>> begin EXERCISE MATERIALS
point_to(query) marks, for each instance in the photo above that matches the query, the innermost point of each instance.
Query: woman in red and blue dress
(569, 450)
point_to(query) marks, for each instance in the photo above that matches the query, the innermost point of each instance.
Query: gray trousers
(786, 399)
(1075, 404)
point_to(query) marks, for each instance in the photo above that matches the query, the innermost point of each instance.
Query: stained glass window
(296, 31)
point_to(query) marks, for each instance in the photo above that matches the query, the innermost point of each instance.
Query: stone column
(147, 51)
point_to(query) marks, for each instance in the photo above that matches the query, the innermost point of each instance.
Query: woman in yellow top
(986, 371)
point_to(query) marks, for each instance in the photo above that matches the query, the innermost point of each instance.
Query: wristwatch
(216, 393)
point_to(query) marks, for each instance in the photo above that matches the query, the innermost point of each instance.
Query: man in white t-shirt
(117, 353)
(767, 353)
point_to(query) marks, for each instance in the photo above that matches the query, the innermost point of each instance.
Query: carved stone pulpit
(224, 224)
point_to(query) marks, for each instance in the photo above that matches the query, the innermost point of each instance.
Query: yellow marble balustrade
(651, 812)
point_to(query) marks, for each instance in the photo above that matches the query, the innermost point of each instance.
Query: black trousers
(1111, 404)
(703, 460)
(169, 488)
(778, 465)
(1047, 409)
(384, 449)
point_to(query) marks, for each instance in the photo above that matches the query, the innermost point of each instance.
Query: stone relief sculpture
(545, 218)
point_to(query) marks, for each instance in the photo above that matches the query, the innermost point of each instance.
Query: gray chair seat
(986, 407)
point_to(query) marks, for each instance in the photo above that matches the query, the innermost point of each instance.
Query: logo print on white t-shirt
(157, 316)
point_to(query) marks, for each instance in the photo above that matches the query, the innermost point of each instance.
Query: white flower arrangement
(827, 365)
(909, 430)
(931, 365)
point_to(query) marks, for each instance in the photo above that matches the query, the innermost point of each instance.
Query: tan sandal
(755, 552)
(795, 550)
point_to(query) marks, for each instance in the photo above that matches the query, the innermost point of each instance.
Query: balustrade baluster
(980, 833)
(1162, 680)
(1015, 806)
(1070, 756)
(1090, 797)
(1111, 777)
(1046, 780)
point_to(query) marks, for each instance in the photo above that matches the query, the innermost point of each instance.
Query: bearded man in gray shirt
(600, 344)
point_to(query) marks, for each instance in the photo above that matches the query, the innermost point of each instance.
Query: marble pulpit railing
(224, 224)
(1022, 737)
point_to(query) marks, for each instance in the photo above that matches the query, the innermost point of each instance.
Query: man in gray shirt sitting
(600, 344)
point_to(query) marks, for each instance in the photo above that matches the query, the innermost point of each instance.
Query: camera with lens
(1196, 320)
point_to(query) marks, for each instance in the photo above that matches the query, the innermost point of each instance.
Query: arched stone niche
>> end EXERCISE MATERIALS
>> begin EXERCISE MATERIALS
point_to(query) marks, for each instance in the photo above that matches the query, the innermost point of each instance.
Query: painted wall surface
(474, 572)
>> end EXERCISE MATERIALS
>> begin EXERCISE MATERIALS
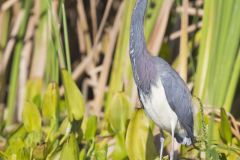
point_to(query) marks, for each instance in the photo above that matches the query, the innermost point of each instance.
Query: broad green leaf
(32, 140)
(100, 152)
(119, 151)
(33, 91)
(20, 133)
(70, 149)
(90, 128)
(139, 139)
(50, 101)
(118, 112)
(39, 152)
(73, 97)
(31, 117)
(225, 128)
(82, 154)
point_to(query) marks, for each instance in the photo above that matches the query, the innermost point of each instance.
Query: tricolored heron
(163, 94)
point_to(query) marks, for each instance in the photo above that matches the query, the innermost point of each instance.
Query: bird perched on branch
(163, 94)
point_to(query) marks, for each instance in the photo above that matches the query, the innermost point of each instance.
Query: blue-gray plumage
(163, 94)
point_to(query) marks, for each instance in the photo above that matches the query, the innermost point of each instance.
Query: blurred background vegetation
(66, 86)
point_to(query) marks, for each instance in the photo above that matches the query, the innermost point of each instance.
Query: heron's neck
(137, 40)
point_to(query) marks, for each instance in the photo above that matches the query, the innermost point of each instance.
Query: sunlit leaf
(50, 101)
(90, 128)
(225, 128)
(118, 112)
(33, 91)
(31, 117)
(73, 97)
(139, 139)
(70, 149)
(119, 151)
>> end EXERCISE MATERIALS
◆ CHALLENGE ◆
List every line from the items above that contains the word "woman", copying each line in full.

◆ FINAL RESULT ◆
Query: woman in red and blue dress
Query: woman in yellow top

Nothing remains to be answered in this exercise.